EXERCISE MATERIAL Start Marker

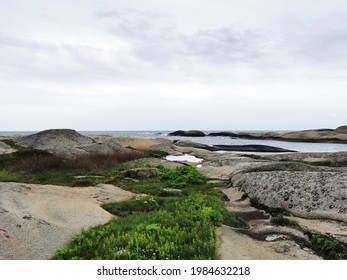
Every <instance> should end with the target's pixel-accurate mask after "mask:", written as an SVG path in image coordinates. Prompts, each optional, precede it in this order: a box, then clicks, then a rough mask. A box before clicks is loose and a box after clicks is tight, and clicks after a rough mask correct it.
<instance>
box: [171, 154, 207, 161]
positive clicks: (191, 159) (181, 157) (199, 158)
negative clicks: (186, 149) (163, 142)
mask: <svg viewBox="0 0 347 280" xmlns="http://www.w3.org/2000/svg"><path fill="white" fill-rule="evenodd" d="M166 159H167V160H169V161H187V162H192V163H199V162H202V161H203V159H202V158H197V157H195V156H191V155H188V154H185V155H183V156H167V157H166Z"/></svg>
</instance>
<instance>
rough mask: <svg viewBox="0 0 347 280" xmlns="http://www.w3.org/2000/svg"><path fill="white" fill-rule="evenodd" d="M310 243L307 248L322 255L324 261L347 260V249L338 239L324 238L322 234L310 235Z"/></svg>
mask: <svg viewBox="0 0 347 280" xmlns="http://www.w3.org/2000/svg"><path fill="white" fill-rule="evenodd" d="M308 236H309V241H308V242H307V244H306V245H307V246H308V247H310V248H311V249H312V250H314V251H315V252H316V253H318V254H320V255H322V256H323V257H324V259H329V260H345V259H347V249H346V246H345V245H343V244H342V243H341V242H339V241H338V240H336V239H333V238H330V237H328V236H324V235H322V234H308Z"/></svg>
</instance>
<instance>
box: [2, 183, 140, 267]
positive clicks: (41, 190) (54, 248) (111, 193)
mask: <svg viewBox="0 0 347 280" xmlns="http://www.w3.org/2000/svg"><path fill="white" fill-rule="evenodd" d="M135 196H136V195H135V194H133V193H130V192H127V191H124V190H122V189H120V188H117V187H115V186H113V185H105V184H100V185H98V186H96V187H88V188H70V187H63V186H53V185H33V184H30V185H29V184H20V183H0V259H8V260H11V259H50V258H52V257H53V255H54V254H55V251H56V249H57V248H59V247H61V246H64V245H67V244H68V242H69V241H70V240H71V238H72V237H73V236H74V235H76V234H78V233H80V231H81V229H82V228H88V227H89V226H96V225H99V224H105V223H107V222H108V221H110V220H111V219H114V218H115V216H113V215H111V214H110V213H108V212H107V211H105V210H103V209H102V208H101V207H100V205H101V204H102V203H103V202H111V201H112V202H116V201H124V200H129V199H133V198H134V197H135Z"/></svg>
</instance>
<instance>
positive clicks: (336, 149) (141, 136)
mask: <svg viewBox="0 0 347 280" xmlns="http://www.w3.org/2000/svg"><path fill="white" fill-rule="evenodd" d="M170 132H171V131H79V133H81V134H83V135H107V136H131V137H141V138H150V139H154V138H166V139H170V140H190V141H194V142H198V143H202V144H206V145H211V146H212V145H250V144H257V145H269V146H274V147H279V148H284V149H289V150H293V151H298V152H341V151H347V144H332V143H304V142H285V141H276V140H254V139H239V138H231V137H224V136H217V137H214V136H205V137H181V136H168V134H169V133H170ZM204 132H205V133H206V134H208V133H210V132H216V131H204ZM238 132H240V131H238ZM243 132H250V131H243ZM252 132H253V131H252ZM32 133H35V131H3V132H1V131H0V136H11V135H29V134H32Z"/></svg>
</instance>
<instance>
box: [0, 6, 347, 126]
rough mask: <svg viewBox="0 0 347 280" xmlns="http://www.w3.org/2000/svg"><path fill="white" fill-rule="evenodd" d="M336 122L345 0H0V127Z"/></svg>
mask: <svg viewBox="0 0 347 280" xmlns="http://www.w3.org/2000/svg"><path fill="white" fill-rule="evenodd" d="M343 124H347V1H345V0H305V1H302V0H261V1H259V0H189V1H188V0H165V1H163V0H146V1H144V0H142V1H140V0H137V1H136V0H124V1H123V0H108V1H107V0H59V1H50V0H31V1H28V0H22V1H21V0H1V1H0V131H6V130H9V131H15V130H42V129H47V128H72V129H76V130H176V129H202V130H299V129H309V128H322V127H327V128H335V127H337V126H339V125H343Z"/></svg>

EXERCISE MATERIAL End Marker

### WORK ITEM
Write out the data exactly, and exclude every picture it holds.

### EXERCISE RESULT
Every <instance> should end with the target's pixel-accurate mask after "mask:", written as an SVG path in image coordinates. Prompts, each optional, precede it in this order: a box, then clicks, then a rough mask. A box before clicks is loose and a box after clicks is tight, and clicks after a rough mask correct it.
<instance>
box: [171, 154, 207, 161]
positive clicks: (191, 159) (181, 157) (199, 158)
negative clicks: (186, 149) (163, 142)
mask: <svg viewBox="0 0 347 280" xmlns="http://www.w3.org/2000/svg"><path fill="white" fill-rule="evenodd" d="M166 159H167V160H169V161H187V162H192V163H199V162H202V161H203V159H202V158H197V157H195V156H191V155H188V154H185V155H183V156H167V157H166Z"/></svg>
</instance>
<instance>
rough mask: <svg viewBox="0 0 347 280" xmlns="http://www.w3.org/2000/svg"><path fill="white" fill-rule="evenodd" d="M310 243L307 248L322 255L324 261L347 260V249L338 239L324 238L322 234L310 235Z"/></svg>
mask: <svg viewBox="0 0 347 280" xmlns="http://www.w3.org/2000/svg"><path fill="white" fill-rule="evenodd" d="M308 236H309V241H308V242H307V244H306V245H307V246H308V247H310V248H311V249H312V250H314V251H315V252H316V253H318V254H320V255H322V256H323V257H324V259H329V260H345V259H347V249H346V246H345V245H343V244H342V243H341V242H339V241H338V240H336V239H333V238H330V237H328V236H324V235H322V234H308Z"/></svg>
</instance>
<instance>
box: [2, 183, 140, 267]
positive clicks: (41, 190) (54, 248) (111, 193)
mask: <svg viewBox="0 0 347 280" xmlns="http://www.w3.org/2000/svg"><path fill="white" fill-rule="evenodd" d="M135 196H136V195H135V194H133V193H130V192H127V191H124V190H122V189H120V188H117V187H115V186H113V185H105V184H100V185H98V186H96V187H88V188H70V187H63V186H53V185H33V184H30V185H29V184H20V183H0V259H8V260H11V259H50V258H52V257H53V255H54V254H55V251H56V249H57V248H59V247H61V246H64V245H67V244H68V242H69V241H70V240H71V238H72V237H73V236H74V235H76V234H78V233H80V231H81V229H82V228H88V227H89V226H96V225H99V224H105V223H107V222H108V221H110V220H111V219H114V218H115V216H113V215H111V214H110V213H108V212H107V211H105V210H103V209H102V208H101V207H100V205H101V204H102V203H103V202H111V201H112V202H116V201H124V200H129V199H133V198H134V197H135Z"/></svg>
</instance>
<instance>
positive clicks: (336, 149) (141, 136)
mask: <svg viewBox="0 0 347 280" xmlns="http://www.w3.org/2000/svg"><path fill="white" fill-rule="evenodd" d="M170 132H171V131H79V133H81V134H83V135H107V136H131V137H141V138H150V139H154V138H166V139H170V140H190V141H194V142H198V143H202V144H206V145H211V146H212V145H250V144H257V145H269V146H274V147H279V148H284V149H289V150H293V151H298V152H341V151H347V144H332V143H304V142H285V141H276V140H254V139H239V138H231V137H224V136H217V137H214V136H205V137H181V136H168V134H169V133H170ZM204 132H205V133H206V134H208V133H210V132H216V131H204ZM238 132H240V131H238ZM243 132H250V131H243ZM252 132H253V131H252ZM32 133H35V131H3V132H1V131H0V136H11V135H29V134H32Z"/></svg>
</instance>
<instance>
box: [0, 6, 347, 126]
rough mask: <svg viewBox="0 0 347 280" xmlns="http://www.w3.org/2000/svg"><path fill="white" fill-rule="evenodd" d="M336 122L345 0H0V127Z"/></svg>
mask: <svg viewBox="0 0 347 280" xmlns="http://www.w3.org/2000/svg"><path fill="white" fill-rule="evenodd" d="M343 124H347V1H345V0H305V1H302V0H261V1H259V0H189V1H188V0H165V1H163V0H146V1H144V0H142V1H140V0H137V1H136V0H124V1H123V0H108V1H107V0H59V1H50V0H31V1H28V0H22V1H21V0H1V1H0V131H6V130H9V131H15V130H42V129H47V128H72V129H76V130H176V129H202V130H299V129H309V128H322V127H327V128H335V127H337V126H339V125H343Z"/></svg>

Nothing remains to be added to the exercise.